■ Exercise details:
Continue the forum thread about a husband who filed for divorce seven days after separating, picking up directly after its final line.

■ Text block:
# He filed after being separated after 7 days.



## cyndi_bear27 (Aug 23, 2010)

He left on August 11th. We have a 5 month old son. I thought I had post pardum depression. So I went to get myself some help. I've been in an out patient treatment center for the past 2 months. At first they couldn't find out what was wrong with me. About a month ago they found out that my thyroid had stopped working. They told me that my levels were nothing they had ever seen before. I'll be better once they can level me out on some meds.

Apparently this was too much for my husband to take. Depression and mood swings had taken their toll on the marriage. He left on the 11th and filed for divorce on the 18th. Just 7 days after living at mommy and daddy's house. They are rich and of course paid for the divorce. They are playing very dirty. They took my son from me on Friday. They told the judge that I'm mentally unfit since I've been getting treatment. I have a letter from my doctor saying that I'm not nuts. I got a lawyer this morning and I'll have my son back in about a week.

The horrible thing is that I don't want this. I want him back. I don't want him to leave. I know that I've been slightly nuts lately. But most people are after they have had a baby. And double whammy my thyroid took a crap. I don't want this divorce. And since his parents are letting him stay there and are paying for everything right now they have him by the balls. And there isn't anything I can do about it.

I have been the bread winner for the past 5 years. I have a very good job. I have a lot going for me. He's insane for leaving. I keep telling myself that he's a loser and I'm better off. I'm starting to believe it. But it's not making me feel very good. I miss him. It's going to be so hard without him here. I can't believe all this is happening to me. I wish he would listen to his heart and not his parents wallets. 

I wish there was something I could do to stop this. We were only separated for 7 darn days. Who in the hell does this to someone right after they have your baby? I know I'm going to be ok. I'm doing everything I can right now to save everything I've worked so hard for. I'm trying to stay strong for my son. He is my heart. This is just horse poopie!

Any advise?


----------



## bellringer (Aug 20, 2010)

■ Data section:
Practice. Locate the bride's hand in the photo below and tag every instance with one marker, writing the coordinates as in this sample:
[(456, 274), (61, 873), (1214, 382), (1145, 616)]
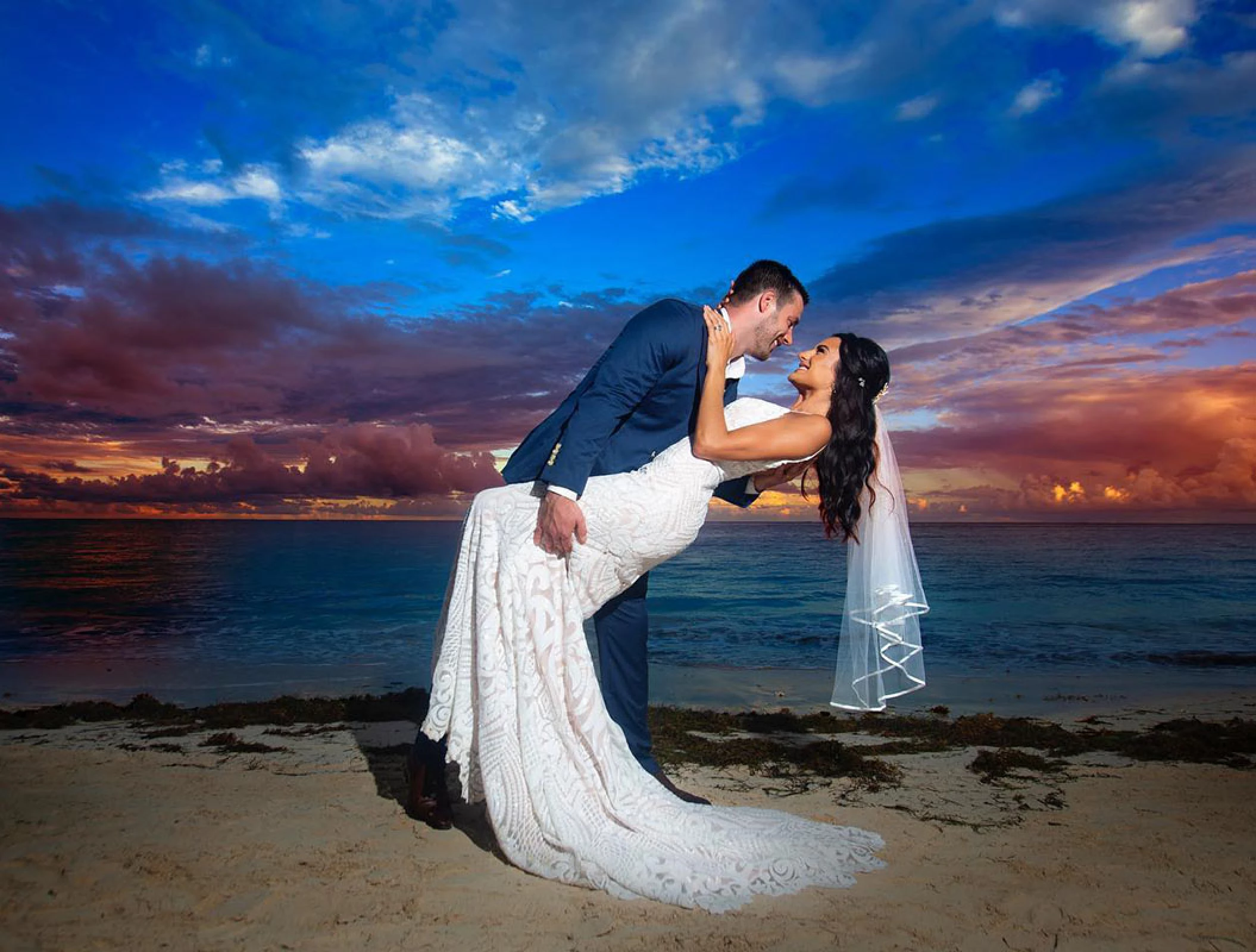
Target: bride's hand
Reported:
[(718, 339)]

■ Response to the task:
I know how you are feeling, my stbxh called me on the phone in january it was a thursday afternoon and told me he wanted a divorce, no separation at all, we went to therepy 3 times, when i asked if we were going back he said no we will work things out, that was in november and jan he wanted out. I feel for you having a 5 month old, thats terrible of him to do to his family. I found out later mine had a gf. You have a long road ahead of you with a new baby and all, I found my strenght through my 6 yr old son. I was angry in the beginning now i have come to accept it, he wasnt happy with me, I never begged him to come back, i figured if he wasnt happy here then mabey he could be happy with someone else. my son is the lite of my life, and guess what I have the best part of my stbx. my son. good luck I feel for you


----------



## Brewster 59 (Jun 19, 2010)

cyndi_bear27 said:


> He left on August 11th. We have a 5 month old son. I thought I had post pardum depression. So I went to get myself some help. I've been in an out patient treatment center for the past 2 months. At first they couldn't find out what was wrong with me. About a month ago they found out that my thyroid had stopped working. They told me that my levels were nothing they had ever seen before. I'll be better once they can level me out on some meds.
> 
> Apparently this was too much for my husband to take. Depression and mood swings had taken their toll on the marriage. He left on the 11th and filed for divorce on the 18th. Just 7 days after living at mommy and daddy's house. They are rich and of course paid for the divorce. They are playing very dirty. They took my son from me on Friday. They told the judge that I'm mentally unfit since I've been getting treatment. I have a letter from my doctor saying that I'm not nuts. I got a lawyer this morning and I'll have my son back in about a week.
> 
> ...


Give thanks for the blessings you have in life, I know this is hard to accept but actually your lucky he showed his true colors so soon. What I mean is you could have spent years with this guy b4 finding out he will only be around for the good times and will ditch you when times are tough.

I would do a web search on the 7 stages of grief as you will probably go through them and it helps to know what you are feeling is normal even if it feels crazy.

I would get a good lawyer and prepare for battle cuz these people have money and will play very dirty. In all fairness to your inlaws who knows what the H told them. 

Good luck to ya.


----------



## notreadytoquit (Jan 11, 2010)

cyndi_bear27 said:


> He left on August 11th. We have a 5 month old son. I thought I had post pardum depression. So I went to get myself some help. I've been in an out patient treatment center for the past 2 months. At first they couldn't find out what was wrong with me. About a month ago they found out that my thyroid had stopped working. They told me that my levels were nothing they had ever seen before. I'll be better once they can level me out on some meds.
> 
> Apparently this was too much for my husband to take. Depression and mood swings had taken their toll on the marriage. He left on the 11th and filed for divorce on the 18th. Just 7 days after living at mommy and daddy's house. They are rich and of course paid for the divorce. They are playing very dirty. They took my son from me on Friday. They told the judge that I'm mentally unfit since I've been getting treatment. I have a letter from my doctor saying that I'm not nuts. I got a lawyer this morning and I'll have my son back in about a week.
> 
> ...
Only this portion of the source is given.